_What is expected_
Copy out the entries that follow exactly, leaving every picture behind.

_Record excerpts_
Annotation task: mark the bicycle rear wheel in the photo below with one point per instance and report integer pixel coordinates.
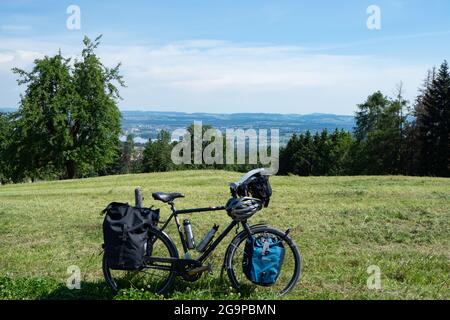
(290, 271)
(154, 277)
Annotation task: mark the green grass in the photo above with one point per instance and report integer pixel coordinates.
(342, 225)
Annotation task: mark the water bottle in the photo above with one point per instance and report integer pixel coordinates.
(190, 242)
(207, 239)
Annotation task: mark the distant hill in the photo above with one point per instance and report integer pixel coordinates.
(146, 124)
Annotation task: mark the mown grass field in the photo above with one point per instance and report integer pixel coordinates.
(342, 226)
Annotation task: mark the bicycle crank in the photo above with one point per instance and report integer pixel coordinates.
(200, 270)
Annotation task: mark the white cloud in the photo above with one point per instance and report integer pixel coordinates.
(219, 76)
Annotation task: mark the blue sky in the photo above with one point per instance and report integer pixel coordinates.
(237, 56)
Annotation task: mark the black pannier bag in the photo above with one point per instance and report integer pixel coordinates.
(125, 235)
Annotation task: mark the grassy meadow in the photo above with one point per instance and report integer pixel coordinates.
(342, 225)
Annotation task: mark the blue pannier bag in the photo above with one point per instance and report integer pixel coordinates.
(263, 259)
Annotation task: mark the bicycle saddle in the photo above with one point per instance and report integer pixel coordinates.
(166, 197)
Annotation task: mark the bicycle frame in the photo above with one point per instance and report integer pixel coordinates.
(180, 262)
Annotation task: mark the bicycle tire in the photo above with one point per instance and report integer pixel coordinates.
(238, 241)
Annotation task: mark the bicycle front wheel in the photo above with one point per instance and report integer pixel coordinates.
(290, 271)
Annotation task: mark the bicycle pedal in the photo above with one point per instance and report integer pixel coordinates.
(201, 269)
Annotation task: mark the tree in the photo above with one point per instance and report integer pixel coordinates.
(157, 154)
(5, 141)
(69, 122)
(379, 135)
(433, 125)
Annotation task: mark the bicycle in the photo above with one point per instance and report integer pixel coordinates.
(163, 263)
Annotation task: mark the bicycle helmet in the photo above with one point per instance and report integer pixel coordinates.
(240, 209)
(255, 184)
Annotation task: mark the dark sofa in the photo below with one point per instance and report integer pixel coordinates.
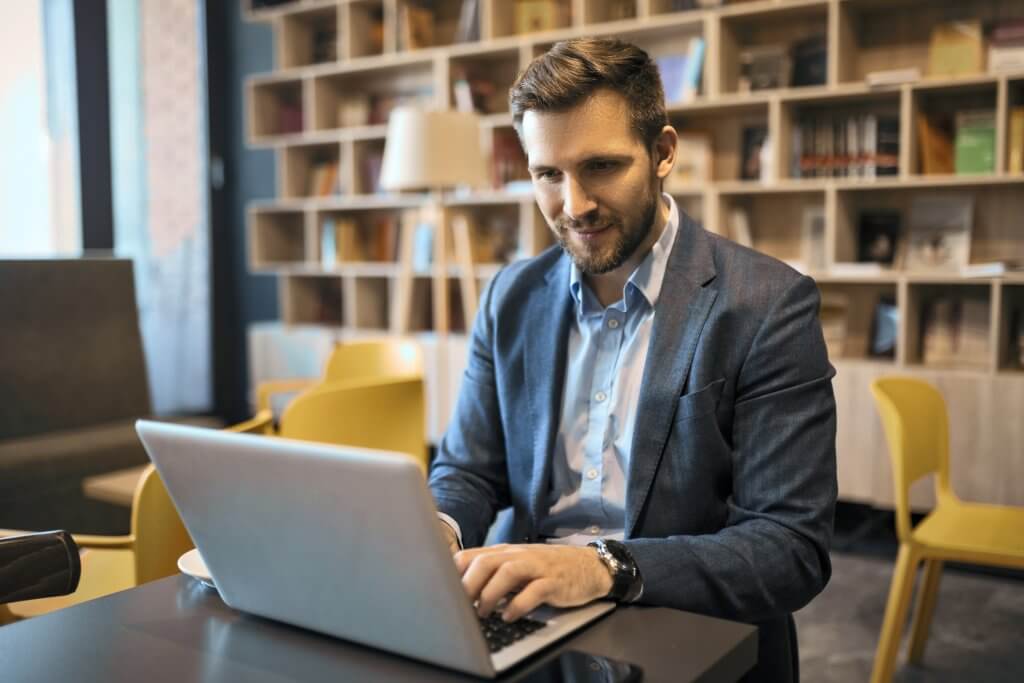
(73, 381)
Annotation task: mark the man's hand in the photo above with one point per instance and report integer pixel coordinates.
(558, 575)
(451, 537)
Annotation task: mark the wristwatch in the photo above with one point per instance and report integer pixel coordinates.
(626, 582)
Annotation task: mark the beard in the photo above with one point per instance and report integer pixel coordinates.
(629, 233)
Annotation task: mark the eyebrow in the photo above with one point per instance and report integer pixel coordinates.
(622, 157)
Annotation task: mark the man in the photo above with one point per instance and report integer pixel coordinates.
(648, 387)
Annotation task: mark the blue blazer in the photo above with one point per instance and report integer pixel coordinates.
(731, 484)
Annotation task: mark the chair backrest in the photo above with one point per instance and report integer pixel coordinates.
(384, 414)
(916, 428)
(71, 352)
(374, 359)
(160, 537)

_Solved problem_
Annotation task: mark the bicycle rear wheel in the photo below with one point per instance and report integer pixel coordinates.
(290, 271)
(154, 277)
Annotation task: mark the green grass in the photo above with one point per instance and report integer pixel coordinates.
(342, 225)
Annotation task: mark the water bottle in the photo above with one point per instance and report integer pixel coordinates.
(190, 242)
(207, 239)
Annotation task: mark the distant hill in the photo above with one point per instance and report integer pixel coordinates.
(146, 124)
Annotation task: mark the mown grass field in the photo above with one point per instance and report integer pixel coordinates.
(342, 226)
Annotation task: mark the bicycle crank in the photo above with one point per instance and report integer pixel coordinates.
(200, 270)
Annotation task: mark the white cloud in the photo above with one point per instance and report integer pixel coordinates.
(219, 76)
Annotation task: mark the blue sky in the photo above with one point per instance and report integer pixel coordinates.
(237, 56)
Annotation task: mark the black pannier bag in the photo above with one point per instance and report integer pixel coordinates.
(125, 235)
Annotation task: mark the grassy meadow in the photo above with one point per instance and report integer pixel coordinates.
(342, 225)
Annotation task: mark the blue pannier bag in the photo above with one point per instance and report integer pixel coordinates.
(263, 259)
Annotation task: mark the bicycle saddle in the photo above with one point per instance and report integer pixel coordinates.
(166, 197)
Annotation task: mark the bicycle frame in the photo above with one point per instance and report integer pixel coordinates.
(180, 262)
Annotation task: mark the bicycle tire in the photo above with one point per instance and report integer pixel coordinates.
(238, 241)
Annotation task: mark the bicycle front wheel in the photo above with one point per instance and report integer pixel coordinates.
(290, 271)
Annotation task: mark the bicycle pedal in the photo above with one point per instance and report integer pixel coordinates.
(201, 269)
Annotation task: mark the tree in the photo above with one point per instance and report integer pixel coordinates.
(157, 154)
(5, 141)
(69, 122)
(379, 135)
(433, 125)
Annotation task: mark the bicycle in the photo above with one point per instance and report integer pixel coordinates.
(163, 263)
Annotation task: mark the bicycle helmet in the photo above with one point per instance and report integer pixel coordinates.
(240, 209)
(255, 184)
Annotation task: mark the dark sofa in the photo below with one point per instance and report integer pixel coordinates.
(73, 381)
Annotation task: mark the man's hand in the photo above with one point per instance and report integer pixel coordinates.
(558, 575)
(451, 537)
Annotation task: mark the wristwatch in the photo above with one point per instance and report integer pixel coordinates.
(626, 582)
Annotation task: mark the beard in the photo above with one point per instance and report integer pixel coordinates.
(629, 233)
Annotation task: mark the eyebrow in the photo above with one point per instance and report integer pixel coordinates.
(622, 157)
Annotation task: mark the man in the photo above with one point per instance and report integer pixel coordinates.
(648, 387)
Annotation task: mark the blue blazer in the photo above with one point per instance and report integer pixel coordinates.
(731, 484)
Annotation task: mark the chair backrest in the photo above with one point per instance and report integer pixel coordinates.
(384, 414)
(916, 428)
(71, 352)
(374, 359)
(160, 537)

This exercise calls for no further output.